_Brief_
Your task is to return the span of lines beginning at the one with "Indicate the blue" and ending at the last line of the data, exactly as it stands.

**** Record extracts ****

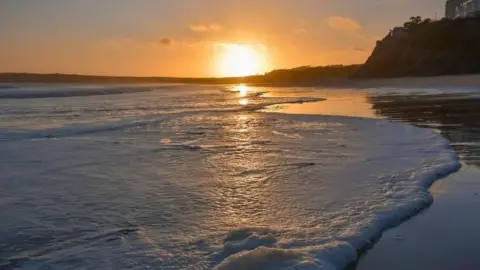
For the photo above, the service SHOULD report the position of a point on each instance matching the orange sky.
(192, 37)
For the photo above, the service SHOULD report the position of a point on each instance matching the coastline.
(443, 236)
(451, 107)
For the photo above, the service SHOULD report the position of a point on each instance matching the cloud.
(343, 23)
(206, 28)
(166, 41)
(300, 31)
(359, 49)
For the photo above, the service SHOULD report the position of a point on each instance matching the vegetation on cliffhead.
(426, 48)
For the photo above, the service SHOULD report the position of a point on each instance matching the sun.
(236, 60)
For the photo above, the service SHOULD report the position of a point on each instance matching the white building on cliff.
(461, 8)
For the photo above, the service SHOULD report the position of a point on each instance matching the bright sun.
(239, 60)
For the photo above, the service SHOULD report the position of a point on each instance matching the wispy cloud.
(206, 27)
(166, 41)
(343, 23)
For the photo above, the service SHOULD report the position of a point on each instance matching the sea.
(179, 176)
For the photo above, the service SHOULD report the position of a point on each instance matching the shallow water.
(198, 177)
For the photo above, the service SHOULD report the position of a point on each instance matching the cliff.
(426, 48)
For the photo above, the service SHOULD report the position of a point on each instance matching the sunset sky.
(195, 38)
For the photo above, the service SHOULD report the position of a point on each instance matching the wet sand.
(444, 236)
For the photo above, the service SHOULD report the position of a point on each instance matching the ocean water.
(201, 177)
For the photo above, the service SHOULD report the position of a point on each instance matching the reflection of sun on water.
(243, 101)
(236, 60)
(242, 90)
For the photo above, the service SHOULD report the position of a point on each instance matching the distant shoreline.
(258, 80)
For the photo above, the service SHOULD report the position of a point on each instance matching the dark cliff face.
(445, 47)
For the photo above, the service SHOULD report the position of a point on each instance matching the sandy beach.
(445, 235)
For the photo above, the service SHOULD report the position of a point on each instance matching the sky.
(194, 38)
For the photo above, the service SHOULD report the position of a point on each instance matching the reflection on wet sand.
(456, 116)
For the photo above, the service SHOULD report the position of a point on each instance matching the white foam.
(229, 188)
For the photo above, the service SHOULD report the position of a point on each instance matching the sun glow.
(234, 60)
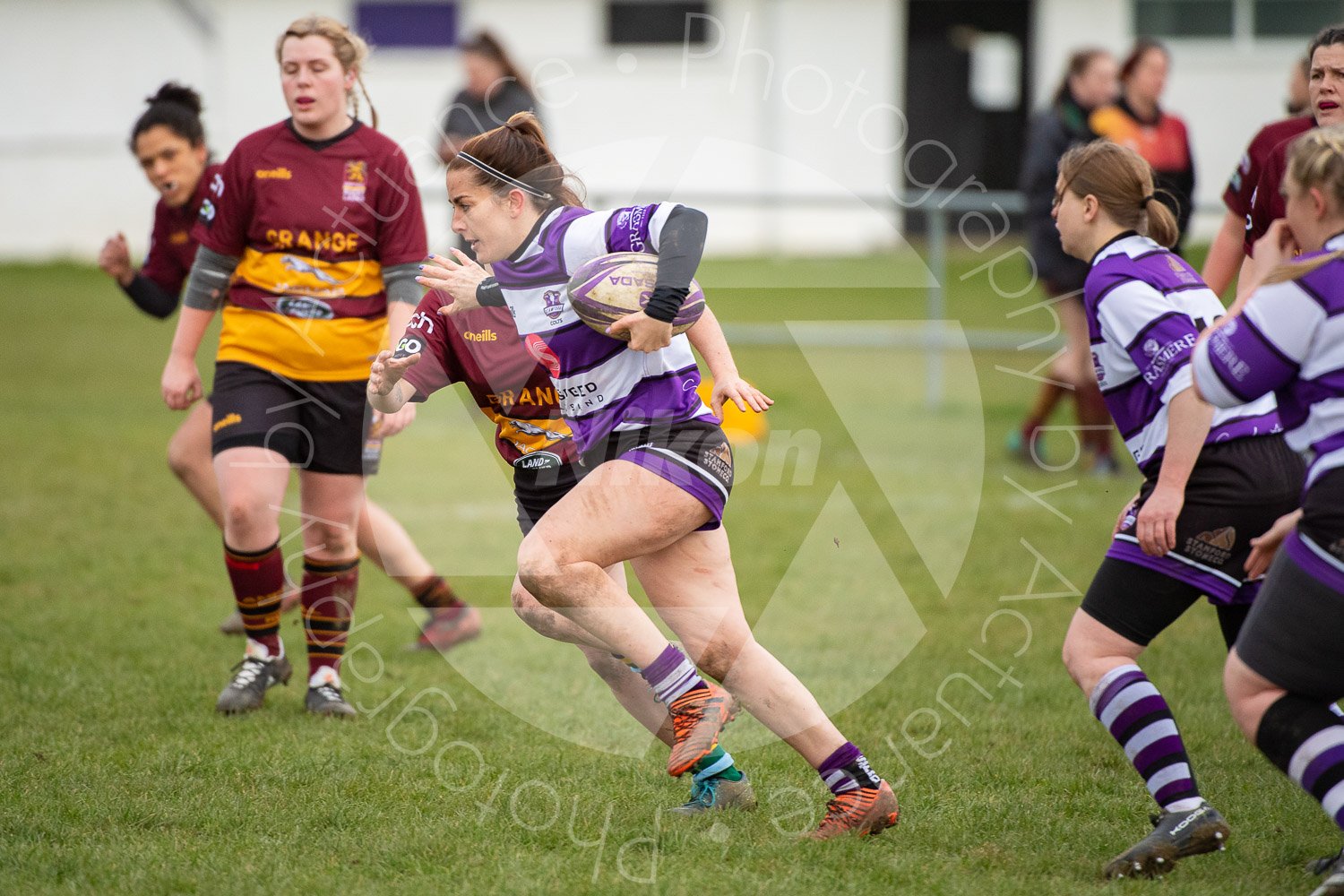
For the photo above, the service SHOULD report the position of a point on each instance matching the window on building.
(656, 22)
(1296, 18)
(1185, 18)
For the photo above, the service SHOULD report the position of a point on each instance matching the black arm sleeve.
(488, 293)
(680, 247)
(151, 297)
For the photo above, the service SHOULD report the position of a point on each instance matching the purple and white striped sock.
(671, 675)
(847, 769)
(1137, 716)
(1306, 742)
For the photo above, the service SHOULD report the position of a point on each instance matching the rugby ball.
(610, 287)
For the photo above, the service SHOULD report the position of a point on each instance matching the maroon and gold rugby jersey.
(1244, 180)
(483, 349)
(314, 225)
(1268, 202)
(171, 246)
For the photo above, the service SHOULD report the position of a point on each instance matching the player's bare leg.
(331, 509)
(384, 541)
(623, 511)
(1104, 664)
(188, 458)
(252, 487)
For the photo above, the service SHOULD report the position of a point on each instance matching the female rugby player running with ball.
(168, 140)
(1287, 668)
(1211, 479)
(481, 349)
(660, 465)
(309, 241)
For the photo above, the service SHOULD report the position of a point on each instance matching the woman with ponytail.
(309, 239)
(660, 468)
(1211, 479)
(1287, 668)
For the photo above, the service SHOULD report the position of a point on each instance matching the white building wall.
(777, 101)
(788, 97)
(1223, 89)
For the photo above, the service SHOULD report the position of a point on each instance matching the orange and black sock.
(328, 606)
(258, 579)
(435, 594)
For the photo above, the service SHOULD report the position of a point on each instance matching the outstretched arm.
(206, 290)
(1188, 422)
(707, 339)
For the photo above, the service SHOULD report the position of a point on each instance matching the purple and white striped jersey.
(1289, 340)
(1145, 309)
(601, 384)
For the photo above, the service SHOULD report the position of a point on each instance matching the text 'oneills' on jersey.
(314, 225)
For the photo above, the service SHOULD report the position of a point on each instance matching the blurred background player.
(660, 466)
(495, 90)
(1325, 89)
(1089, 83)
(483, 349)
(1287, 669)
(308, 297)
(169, 142)
(1228, 247)
(1137, 120)
(1210, 479)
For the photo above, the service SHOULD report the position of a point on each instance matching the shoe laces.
(685, 718)
(840, 806)
(247, 670)
(328, 692)
(704, 791)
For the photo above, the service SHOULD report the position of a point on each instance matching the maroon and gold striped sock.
(258, 579)
(435, 594)
(328, 606)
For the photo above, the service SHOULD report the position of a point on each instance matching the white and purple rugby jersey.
(601, 384)
(1145, 309)
(1289, 341)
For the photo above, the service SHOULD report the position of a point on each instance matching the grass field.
(892, 556)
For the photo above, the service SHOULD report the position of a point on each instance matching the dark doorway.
(967, 89)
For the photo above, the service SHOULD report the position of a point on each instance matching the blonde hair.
(1123, 185)
(349, 48)
(1316, 159)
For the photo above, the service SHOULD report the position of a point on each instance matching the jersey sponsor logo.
(718, 461)
(1183, 274)
(535, 395)
(1220, 346)
(1212, 548)
(539, 461)
(409, 346)
(531, 429)
(300, 266)
(338, 242)
(1163, 355)
(228, 421)
(632, 220)
(553, 304)
(304, 308)
(352, 188)
(543, 355)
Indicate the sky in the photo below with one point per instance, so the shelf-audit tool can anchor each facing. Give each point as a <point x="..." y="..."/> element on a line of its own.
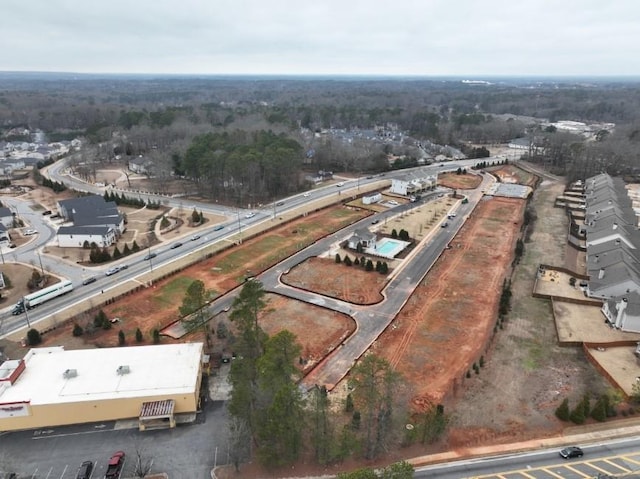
<point x="472" y="38"/>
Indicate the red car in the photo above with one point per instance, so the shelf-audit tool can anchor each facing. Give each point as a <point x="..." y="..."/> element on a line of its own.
<point x="115" y="465"/>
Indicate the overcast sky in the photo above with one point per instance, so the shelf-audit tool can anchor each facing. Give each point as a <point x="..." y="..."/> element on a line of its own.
<point x="349" y="37"/>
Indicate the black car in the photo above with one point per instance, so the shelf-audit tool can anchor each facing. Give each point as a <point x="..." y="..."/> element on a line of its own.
<point x="571" y="452"/>
<point x="86" y="468"/>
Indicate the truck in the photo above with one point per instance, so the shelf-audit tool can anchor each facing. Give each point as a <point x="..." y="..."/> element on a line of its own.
<point x="115" y="465"/>
<point x="34" y="299"/>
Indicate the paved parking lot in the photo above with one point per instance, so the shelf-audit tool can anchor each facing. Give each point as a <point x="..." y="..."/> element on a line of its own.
<point x="188" y="451"/>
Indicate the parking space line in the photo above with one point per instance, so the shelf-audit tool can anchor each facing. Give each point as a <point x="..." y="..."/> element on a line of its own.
<point x="580" y="473"/>
<point x="624" y="469"/>
<point x="551" y="473"/>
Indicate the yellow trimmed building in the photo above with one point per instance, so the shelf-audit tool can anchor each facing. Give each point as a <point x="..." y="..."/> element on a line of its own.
<point x="53" y="387"/>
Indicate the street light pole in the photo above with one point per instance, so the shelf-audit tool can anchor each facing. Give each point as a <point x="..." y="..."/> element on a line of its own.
<point x="41" y="267"/>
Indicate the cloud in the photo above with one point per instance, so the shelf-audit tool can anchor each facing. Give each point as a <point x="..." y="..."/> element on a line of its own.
<point x="404" y="37"/>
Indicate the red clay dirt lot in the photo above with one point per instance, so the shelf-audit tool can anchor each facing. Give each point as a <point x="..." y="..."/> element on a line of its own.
<point x="157" y="306"/>
<point x="446" y="324"/>
<point x="348" y="283"/>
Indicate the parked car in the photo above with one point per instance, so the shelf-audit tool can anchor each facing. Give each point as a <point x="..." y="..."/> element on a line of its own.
<point x="112" y="270"/>
<point x="85" y="470"/>
<point x="571" y="452"/>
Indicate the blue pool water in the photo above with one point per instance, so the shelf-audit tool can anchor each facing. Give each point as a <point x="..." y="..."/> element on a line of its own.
<point x="388" y="247"/>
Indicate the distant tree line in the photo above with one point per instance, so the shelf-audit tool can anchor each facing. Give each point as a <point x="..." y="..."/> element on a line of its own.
<point x="245" y="168"/>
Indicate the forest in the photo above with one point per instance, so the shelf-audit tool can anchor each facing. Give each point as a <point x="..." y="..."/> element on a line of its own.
<point x="241" y="139"/>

****

_Reply_
Indicate the blue pool water in the photo above with one point per instance, so the shelf-audit tool can anchor each facing. Give each point as a <point x="..." y="..."/> element on a line of its own.
<point x="388" y="247"/>
Indicate the distant tree line in the photo above with one point per instance, so the shelf-audit tool can anchor each facing. Give each point as a <point x="..." y="..."/> element on a line of its own.
<point x="245" y="168"/>
Indicate the forest in the photo above with one point per instance, so the shelf-audit tool can anchor each facing. Give each point as a <point x="..." y="..."/> element on a line of its own.
<point x="241" y="139"/>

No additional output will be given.